## start INFORMATION PROVIDED

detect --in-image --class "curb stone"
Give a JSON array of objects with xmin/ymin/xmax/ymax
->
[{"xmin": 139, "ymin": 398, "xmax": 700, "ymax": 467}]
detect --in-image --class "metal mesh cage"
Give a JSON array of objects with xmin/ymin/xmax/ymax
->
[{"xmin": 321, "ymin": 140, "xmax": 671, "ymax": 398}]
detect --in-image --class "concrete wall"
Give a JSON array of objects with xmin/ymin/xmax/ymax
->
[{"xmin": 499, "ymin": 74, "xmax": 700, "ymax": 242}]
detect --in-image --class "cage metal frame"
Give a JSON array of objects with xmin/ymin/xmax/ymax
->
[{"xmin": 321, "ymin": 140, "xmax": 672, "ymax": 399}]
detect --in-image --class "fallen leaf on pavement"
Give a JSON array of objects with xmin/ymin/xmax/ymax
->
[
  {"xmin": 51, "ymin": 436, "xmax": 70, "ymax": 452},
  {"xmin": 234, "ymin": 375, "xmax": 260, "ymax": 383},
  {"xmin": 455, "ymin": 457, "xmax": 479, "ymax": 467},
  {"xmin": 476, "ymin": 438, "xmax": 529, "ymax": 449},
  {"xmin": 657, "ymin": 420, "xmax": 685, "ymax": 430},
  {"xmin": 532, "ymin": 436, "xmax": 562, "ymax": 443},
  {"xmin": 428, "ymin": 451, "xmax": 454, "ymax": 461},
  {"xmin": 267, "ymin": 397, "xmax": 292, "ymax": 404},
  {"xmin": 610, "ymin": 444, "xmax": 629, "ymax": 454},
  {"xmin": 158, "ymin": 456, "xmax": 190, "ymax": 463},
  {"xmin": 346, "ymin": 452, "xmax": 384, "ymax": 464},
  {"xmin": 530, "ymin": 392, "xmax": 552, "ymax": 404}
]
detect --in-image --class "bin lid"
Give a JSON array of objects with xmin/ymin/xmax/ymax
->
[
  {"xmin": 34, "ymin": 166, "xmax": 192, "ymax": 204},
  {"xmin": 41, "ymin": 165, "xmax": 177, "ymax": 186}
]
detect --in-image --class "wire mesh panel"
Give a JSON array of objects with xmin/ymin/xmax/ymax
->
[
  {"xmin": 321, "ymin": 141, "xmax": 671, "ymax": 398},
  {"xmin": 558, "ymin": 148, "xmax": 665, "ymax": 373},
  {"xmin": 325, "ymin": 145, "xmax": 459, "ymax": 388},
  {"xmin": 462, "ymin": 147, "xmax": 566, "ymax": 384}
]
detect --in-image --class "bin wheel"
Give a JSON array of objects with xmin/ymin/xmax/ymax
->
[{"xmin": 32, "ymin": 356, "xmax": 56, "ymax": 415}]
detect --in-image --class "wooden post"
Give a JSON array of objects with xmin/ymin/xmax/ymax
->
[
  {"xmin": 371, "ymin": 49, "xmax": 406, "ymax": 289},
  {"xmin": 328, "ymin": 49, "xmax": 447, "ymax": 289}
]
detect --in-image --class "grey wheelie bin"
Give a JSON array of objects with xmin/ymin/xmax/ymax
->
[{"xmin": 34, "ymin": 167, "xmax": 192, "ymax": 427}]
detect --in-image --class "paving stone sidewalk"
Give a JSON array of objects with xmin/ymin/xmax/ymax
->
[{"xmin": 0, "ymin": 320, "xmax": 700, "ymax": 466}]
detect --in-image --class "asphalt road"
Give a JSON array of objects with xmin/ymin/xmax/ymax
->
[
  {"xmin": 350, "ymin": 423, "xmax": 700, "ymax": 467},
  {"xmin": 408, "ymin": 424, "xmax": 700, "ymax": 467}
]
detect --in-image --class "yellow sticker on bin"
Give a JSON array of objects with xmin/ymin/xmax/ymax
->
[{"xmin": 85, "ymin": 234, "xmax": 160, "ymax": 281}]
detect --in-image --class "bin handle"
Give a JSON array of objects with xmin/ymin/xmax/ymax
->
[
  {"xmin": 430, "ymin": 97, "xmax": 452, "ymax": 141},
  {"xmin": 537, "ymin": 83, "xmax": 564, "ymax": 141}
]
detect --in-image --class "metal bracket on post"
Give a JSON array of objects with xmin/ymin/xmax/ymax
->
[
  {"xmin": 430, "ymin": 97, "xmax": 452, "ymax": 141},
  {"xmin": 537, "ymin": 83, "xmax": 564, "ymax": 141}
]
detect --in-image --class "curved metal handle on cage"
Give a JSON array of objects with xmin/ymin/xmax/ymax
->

## end INFORMATION PROVIDED

PROBLEM REQUIREMENTS: Find every line in the excerpt above that contains the string "handle", and copy each one.

WRITTEN REPLY:
detect --in-image --class "bin handle"
detect --in-image --class "curved metal handle on cage"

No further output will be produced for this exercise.